• Text provided:
------------

2 min readClues to Chromosome Crossovers
Davis, CA – Neil Hunter’s laboratory in the UC Davis College of Biological Sciences has placed another piece in the puzzle of how sexual reproduction shuffles genes while making sure sperm and eggs get the right number of chromosomes.
The basis of sexual reproduction is that a fertilized egg gets half its chromosomes from each parent ― sperm and eggs each contributing one partner in each pair of chromosomes. We humans have 23 pairs of 46 chromosomes: so our sperm or eggs have 23 chromosomes each.
Before we get to the sex part, though, those sperm and eggs have to be formed from regular body cells that contain twice as many chromosomes. That happens through a specialized type of cell division, meiosis.
During meiosis, the couples in each pair of chromosomes have to, well, couple by “crossing over” with each other. Each chromosome pair must become connected by at least one crossover so that when the couples separate, they are delivered to separate sperm or egg cells.
These crossovers also mean that chromosomes can exchange chunks of DNA with each other, shuffling the genetic deck for the next generation. But if too few crossovers are formed, gametes end up with the wrong number for chromosomes, a situation that can cause infertility, pregnancy miscarriage or chromosomal diseases such as Down Syndrome.
Large-scale studies of human genetics have shown that the number of crossovers formed during meiosis is under genetic control. Moreover, women that make more crossovers tend to have more children. One gene suggested to control crossover numbers in humans, called Rnf212, is the subject of a new study by UC Davis researchers lead by Professor Neil Hunter.
Hunter studies how crossovers form and chromosomes separate at the UC Davis Department of Microbiology & Molecular Genetics and the Comprehensive Cancer Center. In 2009, he was awarded an early career fellowship from the Howard Hughes Medical Institute.
The latest paper from Hunter’s lab, published Feb. 10 in Nature Genetics (http://www.nature.com/ng/journal/vaop/ncurrent/abs/ng.2541.html), shows that Rnf212 is essential for crossing-over in mammalian cells. Crossovers form by a process called homologous recombination, in which chromosomes are first broken and then repaired by coupling with a matching template chromosome. Although hundreds of recombination events are started in each cell, only one or two crossovers will form between any given pair of chromosomes.

------------

• Exercise instructions:
#1 Do these statements agree with the article on chromosome crossovers? Answer yes or no for each, quoting the deciding words of the article: (a) Human sperm and eggs each carry 23 chromosomes. (b) Neil Hunter received an early career fellowship from the Howard Hughes Medical Institute in 2009. (c) Hundreds of crossovers form between each pair of chromosomes.
#2 Can you restate the paragraph of the article on chromosome crossovers that begins "These crossovers also mean" in fewer words, keeping its main facts?
#3 How might the article on chromosome crossovers go on from its final sentence? Write the next part.

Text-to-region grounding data

------------

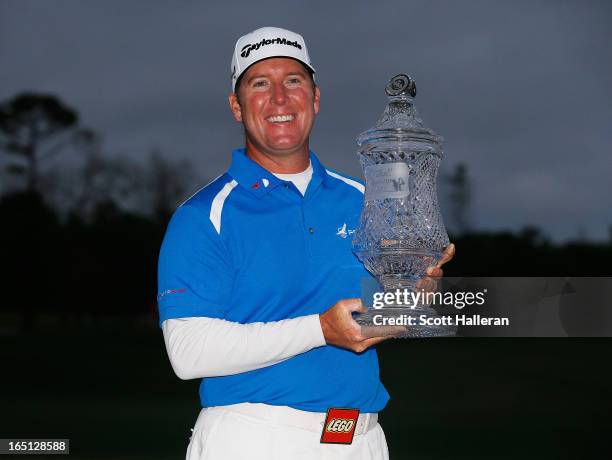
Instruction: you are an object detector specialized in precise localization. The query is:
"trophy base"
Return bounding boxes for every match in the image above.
[355,306,457,339]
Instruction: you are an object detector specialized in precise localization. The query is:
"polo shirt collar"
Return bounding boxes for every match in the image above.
[228,148,329,197]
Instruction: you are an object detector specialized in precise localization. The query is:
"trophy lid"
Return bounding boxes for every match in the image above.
[357,74,443,149]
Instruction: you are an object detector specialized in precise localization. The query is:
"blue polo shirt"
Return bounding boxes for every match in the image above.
[158,149,389,412]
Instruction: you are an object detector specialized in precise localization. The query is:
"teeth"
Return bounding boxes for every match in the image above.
[267,115,295,123]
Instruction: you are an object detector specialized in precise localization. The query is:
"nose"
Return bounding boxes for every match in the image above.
[270,83,287,104]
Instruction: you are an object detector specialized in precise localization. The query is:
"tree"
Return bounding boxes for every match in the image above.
[147,150,193,222]
[0,93,78,192]
[446,163,472,235]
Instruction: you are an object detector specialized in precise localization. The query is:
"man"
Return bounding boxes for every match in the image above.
[159,27,452,460]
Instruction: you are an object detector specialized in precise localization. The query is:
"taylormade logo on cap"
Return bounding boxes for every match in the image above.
[230,27,315,91]
[240,38,302,57]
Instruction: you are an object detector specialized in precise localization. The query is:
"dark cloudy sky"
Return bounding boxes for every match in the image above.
[0,0,612,243]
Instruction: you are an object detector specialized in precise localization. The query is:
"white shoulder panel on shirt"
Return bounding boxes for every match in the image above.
[210,179,238,234]
[325,169,365,193]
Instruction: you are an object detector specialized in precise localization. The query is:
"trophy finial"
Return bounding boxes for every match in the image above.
[385,73,416,97]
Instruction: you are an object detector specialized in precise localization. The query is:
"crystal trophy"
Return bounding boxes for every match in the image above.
[353,74,456,338]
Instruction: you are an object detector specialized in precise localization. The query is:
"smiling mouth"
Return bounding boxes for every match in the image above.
[266,114,295,123]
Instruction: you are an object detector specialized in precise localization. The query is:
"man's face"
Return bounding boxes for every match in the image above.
[229,58,320,155]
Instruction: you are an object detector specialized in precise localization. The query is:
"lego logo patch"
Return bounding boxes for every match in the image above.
[321,407,359,444]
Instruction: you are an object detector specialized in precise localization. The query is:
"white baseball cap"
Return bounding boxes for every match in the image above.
[231,27,315,91]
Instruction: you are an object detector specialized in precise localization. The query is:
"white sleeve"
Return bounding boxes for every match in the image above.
[162,315,325,380]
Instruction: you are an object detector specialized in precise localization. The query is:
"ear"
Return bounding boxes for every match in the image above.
[227,93,242,123]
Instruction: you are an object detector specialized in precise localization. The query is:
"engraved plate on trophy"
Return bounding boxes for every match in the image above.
[353,74,456,337]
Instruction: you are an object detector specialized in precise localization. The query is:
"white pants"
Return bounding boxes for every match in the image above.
[186,403,389,460]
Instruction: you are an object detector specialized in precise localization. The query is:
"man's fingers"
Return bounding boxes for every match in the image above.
[361,335,393,350]
[342,299,368,313]
[436,243,455,268]
[424,267,444,278]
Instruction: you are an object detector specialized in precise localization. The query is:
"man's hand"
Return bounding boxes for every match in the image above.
[416,243,455,292]
[319,299,397,353]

------------

• Numbered responses:
#1
(a) Yes: "so our sperm or eggs have 23 chromosomes each."
(b) Yes: "In 2009, he was awarded an early career fellowship from the Howard Hughes Medical Institute."
(c) No: "only one or two crossovers will form between any given pair of chromosomes."

#2 Crossovers let chromosomes swap chunks of DNA, mixing genes for the next generation. If too few form, gametes end up with the wrong number of chromosomes, which can cause infertility, miscarriage or chromosomal diseases such as Down Syndrome.

#3
“There isn’t a special, predetermined site for a crossover. It can occur just about anywhere along a chromosome. But there has to be at least one and there always is,” Hunter said.
In a series of experiments in mouse cells, graduate student April Reynolds, Hunter and colleagues found that the RNF212 protein defines where crossovers will occur by binding to just one or two recombination sites per chromosome where it triggers the accumulation of the protein machinery that actually carries out the cutting and splicing of DNA.
Mice that lacked the gene for RNF212 were sterile. Mice that had one working copy of the gene were fertile, but on careful examination there were fewer crossovers formed while sperm and eggs were being made than in normal mice, potentially reducing fertility. It’s possible that this might be tied to some causes of infertility in humans.
It remains unclear how each pair of chromosomes always manages to crossover at least once. But Hunter says he is, “convinced that RNF212 holds
the key to understanding this unique problem in chromosome biology.”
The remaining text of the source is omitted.